> REQUIRED ACTION: Copy the items verbatim from their first line up to and including the line that contains "positive clicks: (208, 161)".

========

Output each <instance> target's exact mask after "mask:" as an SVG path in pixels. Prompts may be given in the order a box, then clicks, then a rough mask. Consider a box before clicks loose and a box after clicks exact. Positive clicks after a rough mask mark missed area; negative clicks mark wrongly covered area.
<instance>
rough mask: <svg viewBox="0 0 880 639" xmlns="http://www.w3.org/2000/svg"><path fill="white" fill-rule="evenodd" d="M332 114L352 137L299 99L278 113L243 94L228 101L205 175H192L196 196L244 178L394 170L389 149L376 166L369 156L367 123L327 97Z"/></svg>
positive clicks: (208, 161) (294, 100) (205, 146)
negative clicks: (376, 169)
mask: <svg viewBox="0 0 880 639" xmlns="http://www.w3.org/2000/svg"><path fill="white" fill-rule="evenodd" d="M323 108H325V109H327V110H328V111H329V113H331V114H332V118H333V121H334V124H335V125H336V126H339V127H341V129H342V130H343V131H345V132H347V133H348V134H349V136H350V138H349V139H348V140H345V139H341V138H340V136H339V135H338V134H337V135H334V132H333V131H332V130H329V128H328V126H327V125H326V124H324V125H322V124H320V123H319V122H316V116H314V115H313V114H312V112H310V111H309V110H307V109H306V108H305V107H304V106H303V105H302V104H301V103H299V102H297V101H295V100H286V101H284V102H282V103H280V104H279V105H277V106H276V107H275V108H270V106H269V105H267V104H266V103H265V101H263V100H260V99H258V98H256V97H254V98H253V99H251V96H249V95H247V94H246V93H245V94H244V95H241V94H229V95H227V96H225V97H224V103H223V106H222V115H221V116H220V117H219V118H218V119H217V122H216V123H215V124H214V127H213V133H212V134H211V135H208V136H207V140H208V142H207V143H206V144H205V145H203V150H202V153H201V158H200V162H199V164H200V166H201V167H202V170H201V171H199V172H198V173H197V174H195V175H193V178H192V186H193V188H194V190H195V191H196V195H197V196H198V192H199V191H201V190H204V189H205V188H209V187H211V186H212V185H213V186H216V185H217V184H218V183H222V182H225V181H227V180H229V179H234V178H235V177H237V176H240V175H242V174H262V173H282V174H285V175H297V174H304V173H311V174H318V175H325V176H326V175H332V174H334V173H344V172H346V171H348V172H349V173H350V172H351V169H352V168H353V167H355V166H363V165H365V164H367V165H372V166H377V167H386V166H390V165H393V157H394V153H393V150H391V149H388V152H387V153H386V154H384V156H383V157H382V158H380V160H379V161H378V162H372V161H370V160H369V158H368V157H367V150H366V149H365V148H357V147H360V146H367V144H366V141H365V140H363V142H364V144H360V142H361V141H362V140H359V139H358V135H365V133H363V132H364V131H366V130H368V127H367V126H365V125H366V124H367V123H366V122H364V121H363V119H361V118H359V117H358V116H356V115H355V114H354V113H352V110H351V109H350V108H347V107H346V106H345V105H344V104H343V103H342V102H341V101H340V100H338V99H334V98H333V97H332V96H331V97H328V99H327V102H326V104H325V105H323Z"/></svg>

========

> SOLUTION FOR THIS PROBLEM:
Output each <instance> target's exact mask after "mask:" as an SVG path in pixels. Prompts may be given in the order a box, then clicks, then a rough mask. Consider a box before clicks loose and a box after clicks exact. Positive clicks after a rough mask mark missed area; negative clicks mark wrongly covered area.
<instance>
rough mask: <svg viewBox="0 0 880 639" xmlns="http://www.w3.org/2000/svg"><path fill="white" fill-rule="evenodd" d="M332 114L352 137L299 99L278 113L243 94L228 101L205 175H192L196 196L244 178L394 170L389 149L376 166L369 156L367 123L327 97Z"/></svg>
positive clicks: (208, 161) (294, 100) (205, 146)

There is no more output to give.